--- START ---

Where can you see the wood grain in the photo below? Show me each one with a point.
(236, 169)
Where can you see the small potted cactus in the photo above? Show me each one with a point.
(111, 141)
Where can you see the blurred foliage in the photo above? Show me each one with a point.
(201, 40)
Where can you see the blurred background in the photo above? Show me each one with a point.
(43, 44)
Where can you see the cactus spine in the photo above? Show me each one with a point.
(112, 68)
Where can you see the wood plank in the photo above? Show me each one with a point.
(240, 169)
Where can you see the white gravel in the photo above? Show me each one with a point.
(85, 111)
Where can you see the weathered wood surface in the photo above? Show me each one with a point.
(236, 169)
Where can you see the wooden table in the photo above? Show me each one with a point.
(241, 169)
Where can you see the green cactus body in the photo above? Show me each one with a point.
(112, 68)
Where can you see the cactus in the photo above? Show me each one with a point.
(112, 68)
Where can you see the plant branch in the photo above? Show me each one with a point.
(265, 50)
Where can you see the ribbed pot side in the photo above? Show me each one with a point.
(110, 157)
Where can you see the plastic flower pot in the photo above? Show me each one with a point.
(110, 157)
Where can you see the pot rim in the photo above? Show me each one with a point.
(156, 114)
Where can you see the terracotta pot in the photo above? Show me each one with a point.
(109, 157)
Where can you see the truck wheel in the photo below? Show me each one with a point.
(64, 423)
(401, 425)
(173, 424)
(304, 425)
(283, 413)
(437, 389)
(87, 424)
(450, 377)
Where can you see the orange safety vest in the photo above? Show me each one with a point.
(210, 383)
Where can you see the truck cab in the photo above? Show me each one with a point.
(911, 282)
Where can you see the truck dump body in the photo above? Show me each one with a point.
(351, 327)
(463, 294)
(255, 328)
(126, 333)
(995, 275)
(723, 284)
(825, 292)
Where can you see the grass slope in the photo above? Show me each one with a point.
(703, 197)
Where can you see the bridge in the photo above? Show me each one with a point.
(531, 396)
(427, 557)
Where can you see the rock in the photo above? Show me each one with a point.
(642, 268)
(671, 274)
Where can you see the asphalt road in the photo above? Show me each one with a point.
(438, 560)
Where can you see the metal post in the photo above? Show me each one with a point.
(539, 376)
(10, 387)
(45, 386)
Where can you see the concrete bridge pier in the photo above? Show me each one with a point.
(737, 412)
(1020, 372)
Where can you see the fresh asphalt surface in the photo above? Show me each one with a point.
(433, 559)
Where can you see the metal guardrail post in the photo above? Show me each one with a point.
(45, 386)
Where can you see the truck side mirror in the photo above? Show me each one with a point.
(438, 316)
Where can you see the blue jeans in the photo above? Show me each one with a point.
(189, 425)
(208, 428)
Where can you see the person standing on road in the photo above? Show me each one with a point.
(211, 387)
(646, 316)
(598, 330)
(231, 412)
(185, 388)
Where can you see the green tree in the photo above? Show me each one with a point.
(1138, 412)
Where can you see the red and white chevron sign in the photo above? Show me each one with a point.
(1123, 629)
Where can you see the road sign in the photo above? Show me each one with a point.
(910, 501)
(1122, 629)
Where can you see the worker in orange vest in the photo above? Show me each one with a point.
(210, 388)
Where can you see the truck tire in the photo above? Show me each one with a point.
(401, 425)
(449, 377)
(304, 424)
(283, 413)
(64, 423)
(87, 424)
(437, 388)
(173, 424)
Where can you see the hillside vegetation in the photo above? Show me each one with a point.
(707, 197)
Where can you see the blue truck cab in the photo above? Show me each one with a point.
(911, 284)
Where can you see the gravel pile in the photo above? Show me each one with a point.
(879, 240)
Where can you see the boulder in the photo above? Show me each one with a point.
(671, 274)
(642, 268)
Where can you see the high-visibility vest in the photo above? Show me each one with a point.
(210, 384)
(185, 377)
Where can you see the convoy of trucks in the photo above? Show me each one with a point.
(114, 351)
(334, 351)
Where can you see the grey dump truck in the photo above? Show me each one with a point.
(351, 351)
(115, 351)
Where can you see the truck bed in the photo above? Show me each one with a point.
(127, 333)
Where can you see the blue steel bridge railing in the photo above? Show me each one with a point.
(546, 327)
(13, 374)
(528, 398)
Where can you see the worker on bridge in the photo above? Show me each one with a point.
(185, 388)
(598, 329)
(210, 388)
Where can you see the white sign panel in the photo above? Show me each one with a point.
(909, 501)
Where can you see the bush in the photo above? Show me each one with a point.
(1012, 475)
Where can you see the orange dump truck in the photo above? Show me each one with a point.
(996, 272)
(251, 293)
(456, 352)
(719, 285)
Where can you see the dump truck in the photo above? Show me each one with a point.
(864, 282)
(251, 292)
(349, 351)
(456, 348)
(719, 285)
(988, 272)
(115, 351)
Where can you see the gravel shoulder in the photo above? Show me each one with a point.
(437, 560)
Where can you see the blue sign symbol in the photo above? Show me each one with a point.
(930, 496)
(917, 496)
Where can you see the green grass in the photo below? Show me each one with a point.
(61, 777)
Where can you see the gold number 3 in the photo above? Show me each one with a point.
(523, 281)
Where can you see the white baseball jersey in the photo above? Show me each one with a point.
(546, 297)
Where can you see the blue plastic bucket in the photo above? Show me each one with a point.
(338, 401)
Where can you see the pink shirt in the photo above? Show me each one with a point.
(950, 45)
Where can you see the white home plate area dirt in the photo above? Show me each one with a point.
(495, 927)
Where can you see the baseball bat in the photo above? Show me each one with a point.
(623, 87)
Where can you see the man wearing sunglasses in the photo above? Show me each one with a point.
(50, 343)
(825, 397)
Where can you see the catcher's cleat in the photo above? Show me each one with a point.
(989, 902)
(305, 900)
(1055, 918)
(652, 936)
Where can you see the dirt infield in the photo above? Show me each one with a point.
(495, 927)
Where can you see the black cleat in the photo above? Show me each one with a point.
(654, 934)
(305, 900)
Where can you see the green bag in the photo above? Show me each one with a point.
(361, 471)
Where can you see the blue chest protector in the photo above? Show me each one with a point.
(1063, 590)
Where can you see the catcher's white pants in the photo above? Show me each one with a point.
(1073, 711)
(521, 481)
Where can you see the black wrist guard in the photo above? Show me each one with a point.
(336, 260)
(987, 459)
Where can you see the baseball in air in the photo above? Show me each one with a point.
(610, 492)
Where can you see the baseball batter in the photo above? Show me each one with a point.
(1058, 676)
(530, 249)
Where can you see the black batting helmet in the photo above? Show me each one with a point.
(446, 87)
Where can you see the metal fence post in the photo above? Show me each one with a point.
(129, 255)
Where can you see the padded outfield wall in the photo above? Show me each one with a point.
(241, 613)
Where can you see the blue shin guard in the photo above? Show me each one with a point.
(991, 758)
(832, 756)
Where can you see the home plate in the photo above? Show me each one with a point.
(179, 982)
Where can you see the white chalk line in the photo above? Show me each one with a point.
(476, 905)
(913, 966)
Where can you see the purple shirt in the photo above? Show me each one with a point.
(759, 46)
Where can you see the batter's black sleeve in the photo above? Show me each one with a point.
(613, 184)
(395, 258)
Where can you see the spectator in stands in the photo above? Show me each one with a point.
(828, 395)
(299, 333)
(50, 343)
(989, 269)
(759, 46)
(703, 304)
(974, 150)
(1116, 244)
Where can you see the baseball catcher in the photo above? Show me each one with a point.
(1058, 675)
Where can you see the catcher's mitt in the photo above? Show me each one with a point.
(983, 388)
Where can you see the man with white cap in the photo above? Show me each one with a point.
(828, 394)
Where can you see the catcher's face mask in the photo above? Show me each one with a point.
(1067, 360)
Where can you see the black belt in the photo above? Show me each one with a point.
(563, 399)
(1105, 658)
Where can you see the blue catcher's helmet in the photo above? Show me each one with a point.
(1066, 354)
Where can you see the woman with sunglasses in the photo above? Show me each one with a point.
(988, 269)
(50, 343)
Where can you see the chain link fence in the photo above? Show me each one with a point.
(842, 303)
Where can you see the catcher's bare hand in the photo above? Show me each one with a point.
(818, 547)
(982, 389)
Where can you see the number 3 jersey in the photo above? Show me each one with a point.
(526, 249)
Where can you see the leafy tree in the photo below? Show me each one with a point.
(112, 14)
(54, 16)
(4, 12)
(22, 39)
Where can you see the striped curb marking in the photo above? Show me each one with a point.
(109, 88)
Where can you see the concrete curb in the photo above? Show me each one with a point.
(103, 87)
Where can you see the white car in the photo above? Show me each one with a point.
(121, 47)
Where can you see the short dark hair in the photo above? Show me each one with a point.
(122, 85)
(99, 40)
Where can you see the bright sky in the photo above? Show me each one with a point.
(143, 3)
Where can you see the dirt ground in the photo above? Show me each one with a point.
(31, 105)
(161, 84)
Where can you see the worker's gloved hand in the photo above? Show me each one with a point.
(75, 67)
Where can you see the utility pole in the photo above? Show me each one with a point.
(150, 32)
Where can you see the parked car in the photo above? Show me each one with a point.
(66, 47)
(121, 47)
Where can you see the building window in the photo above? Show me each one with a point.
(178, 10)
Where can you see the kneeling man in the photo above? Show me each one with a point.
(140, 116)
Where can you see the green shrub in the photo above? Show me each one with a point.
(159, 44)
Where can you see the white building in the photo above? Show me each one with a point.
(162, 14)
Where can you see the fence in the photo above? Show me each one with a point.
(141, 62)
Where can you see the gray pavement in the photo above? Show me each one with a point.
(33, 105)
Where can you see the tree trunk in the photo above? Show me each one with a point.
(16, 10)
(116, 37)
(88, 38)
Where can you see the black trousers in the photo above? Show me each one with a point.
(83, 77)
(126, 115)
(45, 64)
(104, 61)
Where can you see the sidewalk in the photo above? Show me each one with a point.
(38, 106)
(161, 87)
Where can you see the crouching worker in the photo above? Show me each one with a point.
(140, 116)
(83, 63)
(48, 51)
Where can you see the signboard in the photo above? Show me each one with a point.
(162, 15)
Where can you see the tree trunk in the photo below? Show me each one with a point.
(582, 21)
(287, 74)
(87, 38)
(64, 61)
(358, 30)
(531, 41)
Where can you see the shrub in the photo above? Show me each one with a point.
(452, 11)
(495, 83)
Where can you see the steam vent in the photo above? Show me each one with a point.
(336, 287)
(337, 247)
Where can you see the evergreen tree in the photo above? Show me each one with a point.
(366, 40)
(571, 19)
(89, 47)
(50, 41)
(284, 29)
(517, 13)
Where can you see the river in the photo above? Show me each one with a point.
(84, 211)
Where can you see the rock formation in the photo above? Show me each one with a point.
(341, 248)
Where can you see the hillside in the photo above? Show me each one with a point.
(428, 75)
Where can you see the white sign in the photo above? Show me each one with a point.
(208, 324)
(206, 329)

--- END ---

Print each line, exactly as written, from the one that contains "Where can you see the rock formation" to the end of the data above, with both end lines included and nothing else.

Where can you see the rock formation in the photo above? Show me each one with a point.
(341, 248)
Where can you see the hillside in the photo above? Show me each one with a point.
(428, 75)
Where can you see the white sign in the photo above? Show me each one with a point.
(208, 324)
(206, 329)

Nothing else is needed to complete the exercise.